For young and old, the use of drugs only compounds the issue. Desperate, stressed-out executives are taking performance enhancers in their struggle to stay on top, not to miss out on their competitors’ progress. A growing number of businessmen and women, seeking an edge over colleagues and rivals are taking ‘smart’ drugs to keep them awake and alert, victims of phobias and unbalanced ambition.
Richard Kingdon, co-founder of City Beacon, an addiction clinic for workers in the Square Mile, whose clients are young City workers said that such abuse will eventually damage their minds and bodies, leading to depression and thoughts of suicide, and that his clients represent ‘barely the tip of the ice-berg’.
In his recent Evangelii Gaudium, Pope Francis acknowledges the ‘epochal change’ set in motion by the enormous qualitative and quantitative advances occurring in the sciences and in technology. ‘We are in an age of knowledge and information,’ he writes’ ‘which has led to new and often anonymous kinds of power.’ (52)
He refers to the ‘diagnostic overload’ in which people become desperate. Seduced and confused by ‘the new idolatry’ of a culture of consumption and competition, people lose their sense of direction, of self and ultimately, of reality. There is a destruction of the human spirit happening, a ‘process of dehumanisation’ inflicted by these silent assassins of the soul. Despite many useful suggestions why is the situation getting worse?
Essentially, we are here dealing with questions of a spiritual order – a sense of one’s identity, of one’s origin and destiny. ‘In the deepest part of me, who really am I?’ In a postmodern, post-religion world there are no easy answers. Yet no matter how neglected it may be, is there still not some inchoate intimation of a better life in everyone, waiting to be nudged awake, an unconscious, primal memory waiting to be unlocked?
However driven, drained or damaged people may be, is there not always some inner belief in a feeble flicker of a finer self, a moral, mystical seed still alive in the depths of their buried life? Their essence, their DNA, their very being – are they not all somehow quickened by the breath of a Mystery we call God? Deeper than their heart, their most intimate soul, they carry an original beauty and blessing, but their fearful compulsions and desperate drives keep blocking the hints and traces of that faint but graced awareness.

ACTIVITY LIST:
A. Condense the paragraph in the passage that begins "For young and old" into a short bulleted list that keeps its main facts.
B. In one to three sentences, explain the reason the passage gives for executives and businesspeople turning to performance enhancers and "smart" drugs.
C. Reproduce the portion of the passage starting at "He refers to" and ending at "to be unlocked?".

SUPPLIED RECORDS:

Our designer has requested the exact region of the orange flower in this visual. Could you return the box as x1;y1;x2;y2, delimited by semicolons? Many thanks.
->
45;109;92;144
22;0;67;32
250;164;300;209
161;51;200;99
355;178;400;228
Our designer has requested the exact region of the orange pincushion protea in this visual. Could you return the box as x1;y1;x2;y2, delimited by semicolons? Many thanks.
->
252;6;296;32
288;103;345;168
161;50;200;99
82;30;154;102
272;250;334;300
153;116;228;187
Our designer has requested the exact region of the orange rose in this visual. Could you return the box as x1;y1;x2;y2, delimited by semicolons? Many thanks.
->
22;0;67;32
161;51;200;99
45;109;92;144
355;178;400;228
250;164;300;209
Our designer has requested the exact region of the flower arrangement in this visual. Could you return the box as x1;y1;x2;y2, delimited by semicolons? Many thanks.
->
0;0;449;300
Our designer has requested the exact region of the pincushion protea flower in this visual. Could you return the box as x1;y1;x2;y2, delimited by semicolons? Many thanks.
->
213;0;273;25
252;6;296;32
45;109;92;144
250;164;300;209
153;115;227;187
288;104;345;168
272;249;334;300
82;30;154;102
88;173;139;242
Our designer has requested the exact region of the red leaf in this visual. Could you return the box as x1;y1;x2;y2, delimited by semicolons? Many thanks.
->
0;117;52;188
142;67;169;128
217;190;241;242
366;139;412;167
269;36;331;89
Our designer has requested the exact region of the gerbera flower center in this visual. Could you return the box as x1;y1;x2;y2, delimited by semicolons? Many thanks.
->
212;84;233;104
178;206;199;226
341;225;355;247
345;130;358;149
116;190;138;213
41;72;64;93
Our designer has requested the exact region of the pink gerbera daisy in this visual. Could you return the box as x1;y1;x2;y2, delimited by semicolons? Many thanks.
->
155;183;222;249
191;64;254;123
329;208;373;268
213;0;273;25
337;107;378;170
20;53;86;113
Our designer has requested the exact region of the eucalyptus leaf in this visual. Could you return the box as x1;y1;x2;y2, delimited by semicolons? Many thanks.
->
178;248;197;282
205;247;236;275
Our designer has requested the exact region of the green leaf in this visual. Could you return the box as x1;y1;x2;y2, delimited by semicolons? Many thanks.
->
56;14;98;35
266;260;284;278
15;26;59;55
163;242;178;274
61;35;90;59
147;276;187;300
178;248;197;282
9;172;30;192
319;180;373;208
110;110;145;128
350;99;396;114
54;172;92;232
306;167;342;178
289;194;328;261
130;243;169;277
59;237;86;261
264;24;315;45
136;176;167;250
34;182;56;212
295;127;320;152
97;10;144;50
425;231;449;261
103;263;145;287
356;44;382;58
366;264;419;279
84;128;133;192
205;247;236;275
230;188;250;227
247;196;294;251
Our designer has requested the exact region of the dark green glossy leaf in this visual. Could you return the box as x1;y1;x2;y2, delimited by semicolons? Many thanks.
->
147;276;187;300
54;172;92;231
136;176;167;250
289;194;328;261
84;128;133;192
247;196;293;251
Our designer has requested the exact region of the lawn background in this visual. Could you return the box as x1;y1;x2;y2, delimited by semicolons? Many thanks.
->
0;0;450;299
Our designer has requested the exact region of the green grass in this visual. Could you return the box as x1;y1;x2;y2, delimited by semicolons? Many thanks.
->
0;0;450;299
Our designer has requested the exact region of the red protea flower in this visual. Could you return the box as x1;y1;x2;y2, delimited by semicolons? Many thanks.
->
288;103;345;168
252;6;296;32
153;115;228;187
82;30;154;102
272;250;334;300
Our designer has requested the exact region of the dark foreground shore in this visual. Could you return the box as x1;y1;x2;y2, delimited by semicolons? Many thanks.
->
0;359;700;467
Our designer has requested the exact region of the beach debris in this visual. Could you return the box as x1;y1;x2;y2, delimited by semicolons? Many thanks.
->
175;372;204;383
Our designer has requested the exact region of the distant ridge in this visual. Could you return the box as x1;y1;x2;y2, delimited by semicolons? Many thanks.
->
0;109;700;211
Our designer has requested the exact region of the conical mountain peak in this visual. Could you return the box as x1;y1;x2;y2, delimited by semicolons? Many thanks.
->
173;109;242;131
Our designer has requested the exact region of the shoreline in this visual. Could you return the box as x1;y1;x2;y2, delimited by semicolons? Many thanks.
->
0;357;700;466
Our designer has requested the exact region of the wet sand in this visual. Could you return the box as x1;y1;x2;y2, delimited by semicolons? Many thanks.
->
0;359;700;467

ANSWERS:
A.
- For people of any age, drug use only compounds the problem.
- Desperate, stressed executives take performance enhancers to stay on top and keep up with competitors' progress.
- A growing number of businesspeople take "smart" drugs to stay awake and alert and to gain an edge over colleagues and rivals.
- They are described as victims of phobias and unbalanced ambition.

B. They are struggling to stay on top and not miss out on their competitors' progress. They want an edge over colleagues and rivals, and the drugs keep them awake and alert.

C.
He refers to the ‘diagnostic overload’ in which people become desperate. Seduced and confused by ‘the new idolatry’ of a culture of consumption and competition, people lose their sense of direction, of self and ultimately, of reality. There is a destruction of the human spirit happening, a ‘process of dehumanisation’ inflicted by these silent assassins of the soul. Despite many useful suggestions why is the situation getting worse?
Essentially, we are here dealing with questions of a spiritual order – a sense of one’s identity, of one’s origin and destiny. ‘In the deepest part of me, who really am I?’ In a postmodern, post-religion world there are no easy answers. Yet no matter how neglected it may be, is there still not some inchoate intimation of a better life in everyone, waiting to be nudged awake, an unconscious, primal memory waiting to be unlocked?